TEKS HASIL EKSTRAKSI:

⟨

#CatatanPertama : Bab Bai’ (Jual Beli)
Definisi bai’ (jual beli) adalah :
مقابلة مال بمال على وجه مخصوص
Artinya : tukar menukar harta dengan harta atas cara tertentu.
Definisi diatas dianggap kurang gamblang dan terlalu simpel dalam menerangkan pengertian jual beli secara syara’. Definisi yang gamblang dan jelas adalah :
عقد معاوضة مالية يفيد / يقتضي ملك عين او منفعة على الدوام لا على وجه القربة
Artinya : akad tukar menukar barang yang bernilai harta yang menutut untuk memiliki benda atau manfaat selamanya, tidak dengan cara tabarru’ / ibadah (sukarela).
Penjelasan Definisi :
1. Dua orang yang berakad (aqidain)
Akad secara bahasa bermakna ar-Robtu (الربط). Sedangkan secara syara’ adalah transaksi yang dilakukan oleh dua belah pihak, yakni ‘aqidain (bai’ wa musytari / penjual dan pembeli)
2. Shighot
Kesekapatan antara ke dua belah pihak yang saling paham / berkesepahaman. Kalimat yang digunakan untuk bertransaksi ini dinamakan shighot.
Kalau benda najis bagaimana ?
Pada dasarnya, jual beli benda najis itu dilarang secara fikih/syariat, karena diantara salah satu syarat benda yang boleh dijual adalah harus suci. Sedangkan terkati benda najis, kotoran sapi misalnya, bila kita hendak transaksi memiliki benda tersebut, para ulama memberikan solusi dengan akad naqlu al-yadd (mengalihkan kekuasaan). Jadi uang dari naqlu al-yadd merupakan bukan kompensasi (¬مقابلة) atau imbalan dari benda najisnya, akan tetapi sebagai imbalan dari mengalihkan kekuasaan.
Jadi, antara naqil dan manqul ilaih harus sama-sama saling memahami bahwa akad yang mereka lakukan adalah naqlul yad. Kalau salah satu pihak menyangkan bahwa ia melakukan akad naqlul yad dan pihak lainnya menyangka jual beli, maka akadnya tidak sah.

⟩

[Catatan titik berlabel]
⟨

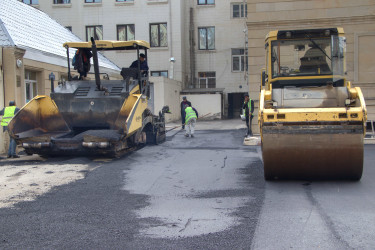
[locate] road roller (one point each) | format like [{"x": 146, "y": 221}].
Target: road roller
[
  {"x": 312, "y": 120},
  {"x": 92, "y": 117}
]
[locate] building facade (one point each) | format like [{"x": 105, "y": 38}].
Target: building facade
[
  {"x": 356, "y": 17},
  {"x": 201, "y": 43}
]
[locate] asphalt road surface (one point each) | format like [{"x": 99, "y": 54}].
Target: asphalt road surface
[{"x": 206, "y": 192}]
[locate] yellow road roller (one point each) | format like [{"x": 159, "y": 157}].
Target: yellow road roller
[
  {"x": 92, "y": 117},
  {"x": 312, "y": 121}
]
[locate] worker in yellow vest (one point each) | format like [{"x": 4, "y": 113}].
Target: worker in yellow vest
[
  {"x": 248, "y": 109},
  {"x": 8, "y": 114},
  {"x": 191, "y": 116}
]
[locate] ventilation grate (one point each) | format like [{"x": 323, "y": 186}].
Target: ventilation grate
[
  {"x": 82, "y": 91},
  {"x": 116, "y": 90}
]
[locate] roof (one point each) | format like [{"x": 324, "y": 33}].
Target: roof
[
  {"x": 110, "y": 45},
  {"x": 35, "y": 31}
]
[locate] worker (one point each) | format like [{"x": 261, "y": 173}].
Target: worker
[
  {"x": 314, "y": 61},
  {"x": 248, "y": 109},
  {"x": 184, "y": 104},
  {"x": 143, "y": 64},
  {"x": 8, "y": 114},
  {"x": 81, "y": 62},
  {"x": 191, "y": 116}
]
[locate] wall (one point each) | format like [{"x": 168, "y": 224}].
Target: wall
[
  {"x": 109, "y": 14},
  {"x": 207, "y": 105},
  {"x": 167, "y": 92}
]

⟩

SOAL LATIHAN:
[A] Ringkaslah teks tentang jual beli dalam dua kalimat.
[B] Salin kata demi kata bagian teks tentang jual beli mulai dari "#CatatanPertama : Bab" sampai dengan "penjual dan pembeli)".
Gunakan teks tentang jual beli saja sebagai sumber.

JAWABAN TERTULIS:
[A] Jual beli (bai’) didefinisikan sebagai akad tukar menukar barang bernilai harta yang menuntut kepemilikan benda atau manfaat selamanya, tidak dengan cara sukarela, dan melibatkan dua pihak yang berakad serta shighot. Karena jual beli benda najis dilarang, para ulama memberi solusi berupa akad naqlul yad yang uangnya menjadi imbalan pengalihan kekuasaan, dan akad itu tidak sah bila kedua pihak tidak sama-sama memahaminya sebagai naqlul yad.

[B]
#CatatanPertama : Bab Bai’ (Jual Beli)
Definisi bai’ (jual beli) adalah :
مقابلة مال بمال على وجه مخصوص
Artinya : tukar menukar harta dengan harta atas cara tertentu.
Definisi diatas dianggap kurang gamblang dan terlalu simpel dalam menerangkan pengertian jual beli secara syara’. Definisi yang gamblang dan jelas adalah :
عقد معاوضة مالية يفيد / يقتضي ملك عين او منفعة على الدوام لا على وجه القربة
Artinya : akad tukar menukar barang yang bernilai harta yang menutut untuk memiliki benda atau manfaat selamanya, tidak dengan cara tabarru’ / ibadah (sukarela).
Penjelasan Definisi :
1. Dua orang yang berakad (aqidain)
Akad secara bahasa bermakna ar-Robtu (الربط). Sedangkan secara syara’ adalah transaksi yang dilakukan oleh dua belah pihak, yakni ‘aqidain (bai’ wa musytari / penjual dan pembeli)